Stated problem -> Render these records as a two-column CSV with the header input_text,output_text, one row per record. Put each record's request text and its answer in separate quoted fields, replace line breaks with spaces, and omit the pictures.

[Dataset records]
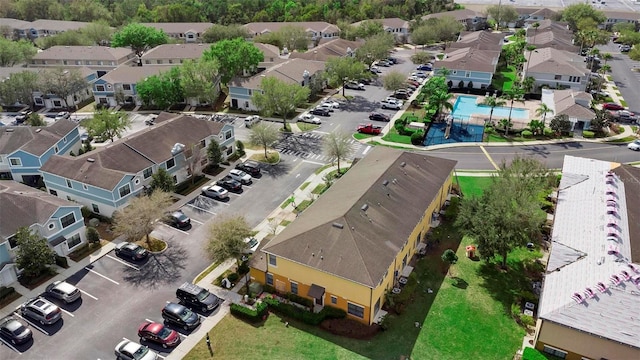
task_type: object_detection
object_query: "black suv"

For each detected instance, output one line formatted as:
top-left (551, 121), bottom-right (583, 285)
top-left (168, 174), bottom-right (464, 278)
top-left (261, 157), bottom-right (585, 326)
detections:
top-left (162, 303), bottom-right (200, 330)
top-left (236, 160), bottom-right (260, 177)
top-left (176, 282), bottom-right (221, 312)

Solution to this exercise ->
input_text,output_text
"task_type: object_detection object_query: ""black suv"" For each detected instance, output one line formatted as: top-left (551, 121), bottom-right (583, 285) top-left (168, 174), bottom-right (464, 278) top-left (261, 157), bottom-right (585, 326) detections:","top-left (162, 303), bottom-right (200, 330) top-left (236, 160), bottom-right (260, 177) top-left (176, 282), bottom-right (221, 312)"